All lines from the one containing "Where can you see the fallen branch" through the final line of the records below should be reproduced exactly, with the pictures left out.
--- MATERIALS PROVIDED ---
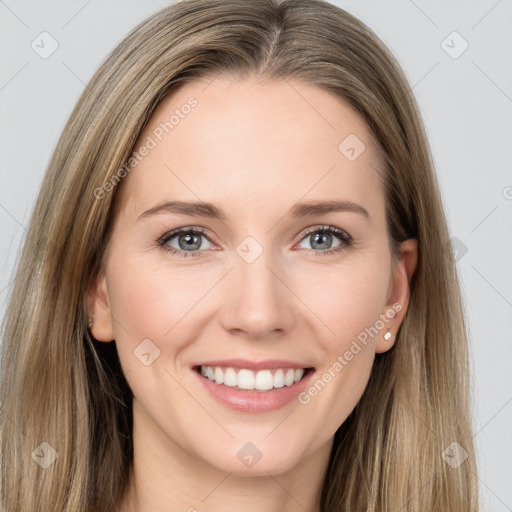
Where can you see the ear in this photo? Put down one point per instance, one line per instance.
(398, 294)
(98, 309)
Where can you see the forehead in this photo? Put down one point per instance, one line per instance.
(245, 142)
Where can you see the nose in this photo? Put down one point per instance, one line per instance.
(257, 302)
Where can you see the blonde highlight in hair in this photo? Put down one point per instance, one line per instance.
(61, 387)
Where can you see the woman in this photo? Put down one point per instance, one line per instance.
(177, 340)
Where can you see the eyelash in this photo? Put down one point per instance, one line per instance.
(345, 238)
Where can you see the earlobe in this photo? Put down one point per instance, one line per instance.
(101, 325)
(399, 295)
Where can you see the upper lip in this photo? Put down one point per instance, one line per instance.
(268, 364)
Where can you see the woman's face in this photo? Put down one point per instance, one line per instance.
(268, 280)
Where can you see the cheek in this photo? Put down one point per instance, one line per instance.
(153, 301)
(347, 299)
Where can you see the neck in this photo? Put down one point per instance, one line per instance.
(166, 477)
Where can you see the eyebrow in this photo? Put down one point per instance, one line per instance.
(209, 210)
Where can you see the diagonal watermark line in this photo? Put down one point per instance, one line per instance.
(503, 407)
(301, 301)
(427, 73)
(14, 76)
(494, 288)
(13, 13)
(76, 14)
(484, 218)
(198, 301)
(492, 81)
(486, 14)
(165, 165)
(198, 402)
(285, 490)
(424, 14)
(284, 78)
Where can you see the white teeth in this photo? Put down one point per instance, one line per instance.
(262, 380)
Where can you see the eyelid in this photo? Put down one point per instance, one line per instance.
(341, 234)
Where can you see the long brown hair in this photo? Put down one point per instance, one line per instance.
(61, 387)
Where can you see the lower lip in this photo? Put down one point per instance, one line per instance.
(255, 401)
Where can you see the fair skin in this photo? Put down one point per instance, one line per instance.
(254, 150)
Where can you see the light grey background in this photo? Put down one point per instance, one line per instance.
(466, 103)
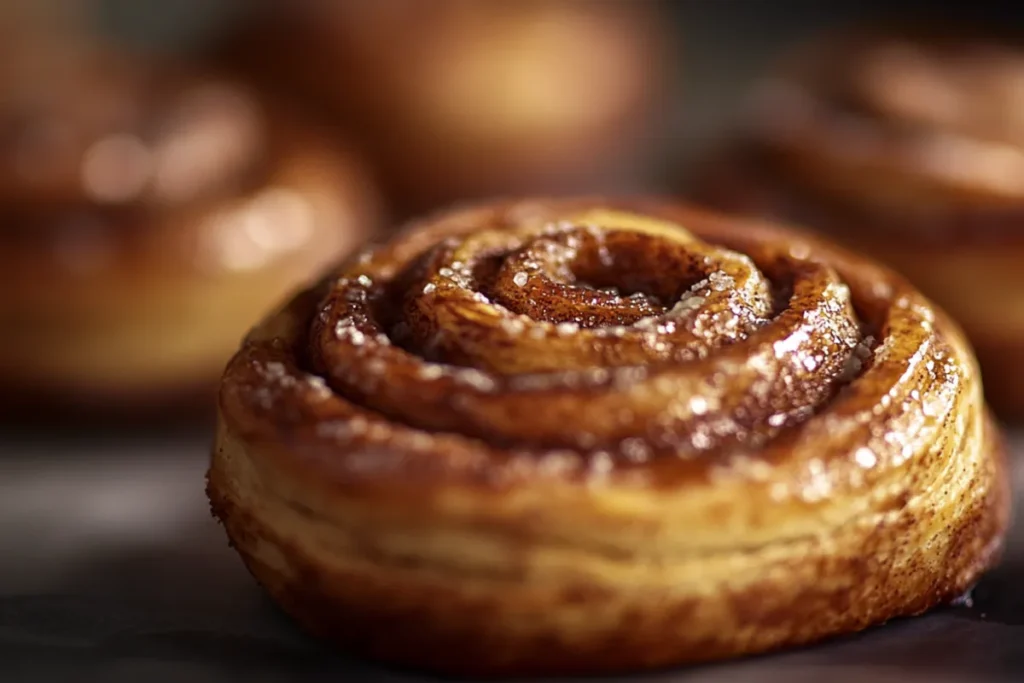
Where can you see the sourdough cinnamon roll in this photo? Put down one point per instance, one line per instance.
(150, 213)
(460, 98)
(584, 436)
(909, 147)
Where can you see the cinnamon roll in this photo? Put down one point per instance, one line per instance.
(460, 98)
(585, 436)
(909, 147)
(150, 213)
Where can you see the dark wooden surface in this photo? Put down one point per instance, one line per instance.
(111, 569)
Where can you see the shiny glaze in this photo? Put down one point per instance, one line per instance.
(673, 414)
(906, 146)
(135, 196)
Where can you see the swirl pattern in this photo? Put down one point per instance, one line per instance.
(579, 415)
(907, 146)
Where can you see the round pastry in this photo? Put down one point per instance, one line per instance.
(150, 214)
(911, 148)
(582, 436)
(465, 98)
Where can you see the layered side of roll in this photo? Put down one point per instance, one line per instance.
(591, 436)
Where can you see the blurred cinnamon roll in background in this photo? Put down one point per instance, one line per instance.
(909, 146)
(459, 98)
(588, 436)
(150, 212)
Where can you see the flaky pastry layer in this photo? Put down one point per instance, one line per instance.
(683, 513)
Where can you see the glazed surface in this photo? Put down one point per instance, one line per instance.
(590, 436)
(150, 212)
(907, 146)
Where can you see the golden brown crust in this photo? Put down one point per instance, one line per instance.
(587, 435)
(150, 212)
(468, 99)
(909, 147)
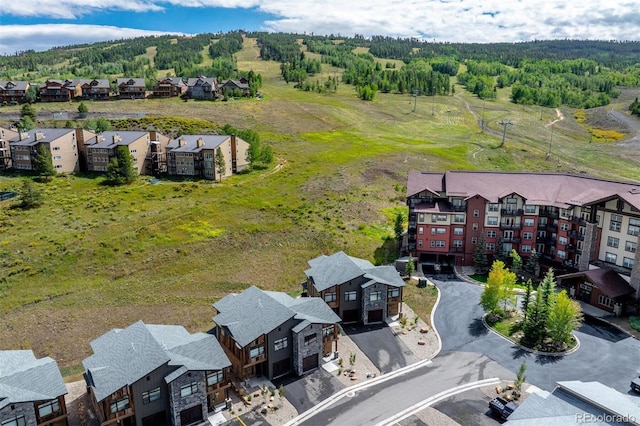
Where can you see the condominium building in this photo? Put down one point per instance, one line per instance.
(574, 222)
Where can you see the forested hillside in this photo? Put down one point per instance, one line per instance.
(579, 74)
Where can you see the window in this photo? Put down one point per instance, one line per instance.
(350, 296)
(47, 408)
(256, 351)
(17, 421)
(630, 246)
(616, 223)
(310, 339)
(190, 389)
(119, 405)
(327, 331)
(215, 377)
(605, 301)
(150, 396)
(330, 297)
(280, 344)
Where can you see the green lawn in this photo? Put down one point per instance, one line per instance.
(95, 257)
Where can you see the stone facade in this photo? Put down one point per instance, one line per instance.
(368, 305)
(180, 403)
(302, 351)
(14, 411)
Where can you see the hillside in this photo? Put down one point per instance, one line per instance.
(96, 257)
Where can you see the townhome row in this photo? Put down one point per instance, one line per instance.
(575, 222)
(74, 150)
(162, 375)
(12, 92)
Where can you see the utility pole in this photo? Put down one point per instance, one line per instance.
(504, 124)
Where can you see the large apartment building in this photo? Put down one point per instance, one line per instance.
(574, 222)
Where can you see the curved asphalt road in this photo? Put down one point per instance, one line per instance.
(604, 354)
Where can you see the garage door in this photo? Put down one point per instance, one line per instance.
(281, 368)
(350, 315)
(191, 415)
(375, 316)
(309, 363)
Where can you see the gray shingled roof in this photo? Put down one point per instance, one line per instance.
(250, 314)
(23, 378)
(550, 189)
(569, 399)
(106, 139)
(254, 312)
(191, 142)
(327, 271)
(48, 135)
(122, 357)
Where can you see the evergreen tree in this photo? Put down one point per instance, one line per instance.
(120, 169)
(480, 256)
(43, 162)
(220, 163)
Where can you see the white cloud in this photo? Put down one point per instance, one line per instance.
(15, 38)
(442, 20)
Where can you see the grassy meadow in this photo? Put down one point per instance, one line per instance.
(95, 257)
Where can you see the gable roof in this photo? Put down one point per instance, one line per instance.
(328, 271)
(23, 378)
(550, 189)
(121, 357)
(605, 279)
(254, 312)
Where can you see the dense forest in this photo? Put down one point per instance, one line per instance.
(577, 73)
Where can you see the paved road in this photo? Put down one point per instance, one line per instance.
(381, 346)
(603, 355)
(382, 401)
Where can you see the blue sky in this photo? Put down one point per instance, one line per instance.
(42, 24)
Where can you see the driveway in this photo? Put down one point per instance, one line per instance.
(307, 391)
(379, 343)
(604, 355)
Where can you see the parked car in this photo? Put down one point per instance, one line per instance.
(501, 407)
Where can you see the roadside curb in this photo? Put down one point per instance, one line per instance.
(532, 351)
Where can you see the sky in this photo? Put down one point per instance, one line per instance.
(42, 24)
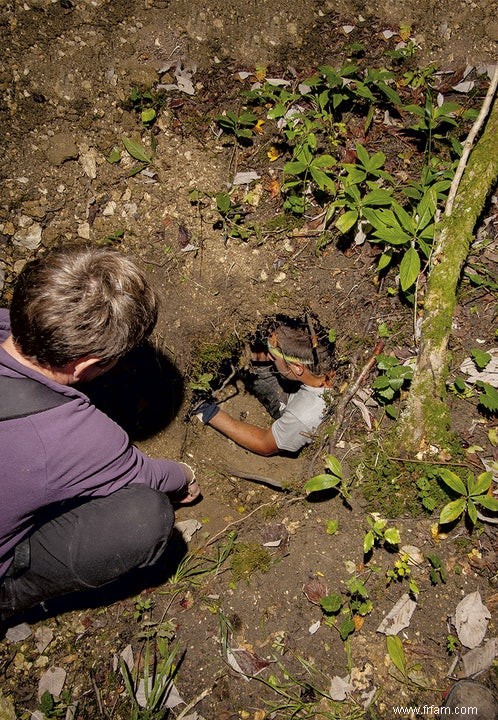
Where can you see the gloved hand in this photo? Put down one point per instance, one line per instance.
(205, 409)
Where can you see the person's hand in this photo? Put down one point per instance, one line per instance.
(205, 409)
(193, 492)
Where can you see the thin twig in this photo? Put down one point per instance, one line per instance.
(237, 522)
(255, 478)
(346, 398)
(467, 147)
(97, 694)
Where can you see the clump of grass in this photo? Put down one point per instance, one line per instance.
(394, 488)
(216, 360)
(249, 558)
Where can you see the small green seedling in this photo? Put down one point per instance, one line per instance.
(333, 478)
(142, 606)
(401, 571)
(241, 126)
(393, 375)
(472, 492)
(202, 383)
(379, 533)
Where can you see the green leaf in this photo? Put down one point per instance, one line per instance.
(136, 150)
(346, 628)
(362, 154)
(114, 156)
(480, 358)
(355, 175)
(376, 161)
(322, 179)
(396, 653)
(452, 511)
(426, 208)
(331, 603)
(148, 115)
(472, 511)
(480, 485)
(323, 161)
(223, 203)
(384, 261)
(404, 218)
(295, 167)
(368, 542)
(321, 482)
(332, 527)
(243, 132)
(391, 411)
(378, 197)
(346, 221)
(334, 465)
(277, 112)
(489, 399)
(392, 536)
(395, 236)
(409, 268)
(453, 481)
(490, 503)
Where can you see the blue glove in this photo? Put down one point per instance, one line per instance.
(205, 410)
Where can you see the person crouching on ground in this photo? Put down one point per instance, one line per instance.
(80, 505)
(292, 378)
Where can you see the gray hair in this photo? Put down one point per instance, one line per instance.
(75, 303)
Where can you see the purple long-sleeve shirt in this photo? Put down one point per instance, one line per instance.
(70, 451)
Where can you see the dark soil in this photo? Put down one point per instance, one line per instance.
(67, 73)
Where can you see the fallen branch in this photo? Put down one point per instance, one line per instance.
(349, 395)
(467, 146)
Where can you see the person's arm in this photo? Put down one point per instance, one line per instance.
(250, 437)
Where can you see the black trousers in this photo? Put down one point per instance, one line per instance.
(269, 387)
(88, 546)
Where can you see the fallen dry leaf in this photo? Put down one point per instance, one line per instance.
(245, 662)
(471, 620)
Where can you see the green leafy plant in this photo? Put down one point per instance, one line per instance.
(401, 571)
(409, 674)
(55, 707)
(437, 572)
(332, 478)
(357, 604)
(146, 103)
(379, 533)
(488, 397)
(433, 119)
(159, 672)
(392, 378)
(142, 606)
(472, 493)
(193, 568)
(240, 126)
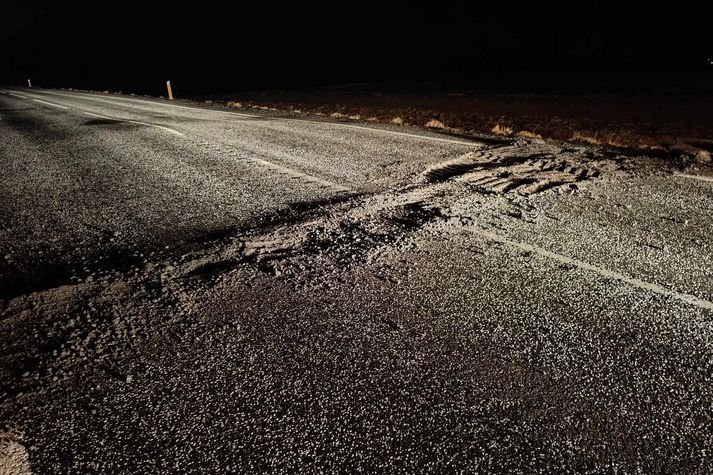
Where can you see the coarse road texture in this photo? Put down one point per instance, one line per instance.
---
### TASK ANSWER
Where can you see the fallen branch in this photo? Put down one point per instance, one line per instance.
(349, 395)
(467, 146)
Where can you see the person's arm in this photo? Put down one point per instance, one line per instance.
(250, 437)
Where can you see the black trousers in this photo? Put down one point per instance, one line per instance.
(269, 387)
(88, 546)
Where can you see the fallen dry leaf in this photo? Put down one point per instance, one line per instance.
(245, 662)
(471, 620)
Where can you see the green leafy plant in this photo? Put down one point per instance, one line per instance.
(401, 571)
(409, 674)
(55, 707)
(437, 572)
(332, 478)
(357, 604)
(146, 103)
(379, 533)
(488, 397)
(433, 119)
(159, 672)
(392, 378)
(142, 606)
(472, 493)
(193, 568)
(240, 126)
Where can you see the coarse road texture in this photo? Put down one point per instance, one line per instance.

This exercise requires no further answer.